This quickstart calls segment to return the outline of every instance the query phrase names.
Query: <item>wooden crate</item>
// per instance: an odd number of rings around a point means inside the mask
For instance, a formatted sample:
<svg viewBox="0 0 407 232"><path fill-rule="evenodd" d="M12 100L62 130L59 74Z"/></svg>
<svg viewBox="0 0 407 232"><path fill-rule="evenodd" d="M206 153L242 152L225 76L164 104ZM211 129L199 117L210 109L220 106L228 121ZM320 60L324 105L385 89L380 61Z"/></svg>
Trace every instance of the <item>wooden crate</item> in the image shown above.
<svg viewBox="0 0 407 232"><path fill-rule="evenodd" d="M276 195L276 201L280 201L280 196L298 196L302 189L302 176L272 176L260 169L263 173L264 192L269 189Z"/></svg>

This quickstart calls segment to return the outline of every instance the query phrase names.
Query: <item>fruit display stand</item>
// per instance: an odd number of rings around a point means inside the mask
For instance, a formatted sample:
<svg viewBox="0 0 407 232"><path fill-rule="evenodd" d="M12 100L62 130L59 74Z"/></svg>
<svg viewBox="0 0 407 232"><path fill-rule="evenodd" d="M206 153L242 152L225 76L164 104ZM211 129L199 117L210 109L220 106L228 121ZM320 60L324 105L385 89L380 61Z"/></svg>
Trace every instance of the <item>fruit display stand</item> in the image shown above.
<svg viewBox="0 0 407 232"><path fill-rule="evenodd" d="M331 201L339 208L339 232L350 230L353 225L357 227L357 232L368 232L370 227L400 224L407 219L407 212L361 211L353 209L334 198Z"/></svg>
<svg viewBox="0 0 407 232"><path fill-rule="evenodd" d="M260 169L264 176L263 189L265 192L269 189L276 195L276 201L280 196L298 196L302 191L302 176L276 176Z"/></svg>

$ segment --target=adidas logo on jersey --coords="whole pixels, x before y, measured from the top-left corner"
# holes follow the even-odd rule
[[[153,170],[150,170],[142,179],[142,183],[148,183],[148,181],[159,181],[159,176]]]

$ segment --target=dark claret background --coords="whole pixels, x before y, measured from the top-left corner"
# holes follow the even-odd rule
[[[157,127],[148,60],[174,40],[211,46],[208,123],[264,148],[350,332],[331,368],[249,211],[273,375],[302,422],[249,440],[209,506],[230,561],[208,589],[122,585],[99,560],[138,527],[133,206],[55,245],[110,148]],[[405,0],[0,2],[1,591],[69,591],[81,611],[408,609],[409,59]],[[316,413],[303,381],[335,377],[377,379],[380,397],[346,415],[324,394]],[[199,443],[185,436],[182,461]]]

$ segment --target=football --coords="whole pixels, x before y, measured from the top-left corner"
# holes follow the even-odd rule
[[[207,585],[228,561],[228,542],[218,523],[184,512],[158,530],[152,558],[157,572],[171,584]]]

○ ○ ○

* Problem details: Extract every line of the records, without any change, from the first line through the line containing "Trace every instance of the <item>wooden".

* Right answer:
This quickstart calls segment to return the outline of every instance the query phrase names.
Query: <item>wooden crate</item>
// per instance: an odd number of rings around a point means inside the mask
For instance, a formatted sample:
<svg viewBox="0 0 407 232"><path fill-rule="evenodd" d="M12 100L62 130L59 74Z"/></svg>
<svg viewBox="0 0 407 232"><path fill-rule="evenodd" d="M206 153L242 152L225 76L164 104ZM211 129L199 117L210 109L220 106L228 121ZM320 60L324 105L385 89L380 61Z"/></svg>
Trace every instance of the <item>wooden crate</item> in the image shown above.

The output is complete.